__INSTRUCTIONS FOR THE TASK__
From the records below, pull out each line that contains the word "Provide" and copy it whole. Match case exactly.

__RAW RECORDS__

>> Start

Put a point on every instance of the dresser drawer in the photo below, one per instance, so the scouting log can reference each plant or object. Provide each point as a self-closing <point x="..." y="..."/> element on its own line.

>> End
>> Start

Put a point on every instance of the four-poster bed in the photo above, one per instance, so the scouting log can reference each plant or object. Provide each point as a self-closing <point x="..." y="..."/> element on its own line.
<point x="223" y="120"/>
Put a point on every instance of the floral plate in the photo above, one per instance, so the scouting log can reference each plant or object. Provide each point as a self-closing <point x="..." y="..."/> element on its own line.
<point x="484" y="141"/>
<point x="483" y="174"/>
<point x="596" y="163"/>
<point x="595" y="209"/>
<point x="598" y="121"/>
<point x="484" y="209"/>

>> End

__EXERCISE RESPONSE__
Put a point on every instance of the dresser drawer in the photo below, one per instance, so the scouting log can reference each plant or object. Provide each point as a self-closing <point x="..." y="..."/> element on its own line.
Put a point on every instance of the four-poster bed in the photo above, one per instance, so the scouting log can reference each plant or object. Provide each point as a self-closing <point x="..." y="..."/> element on its own line.
Put a point on every instance of the floral plate in the photo above, one per instance, so the scouting log can reference each plant or object. Provide each point as a self-closing <point x="..." y="..."/> element on its own line.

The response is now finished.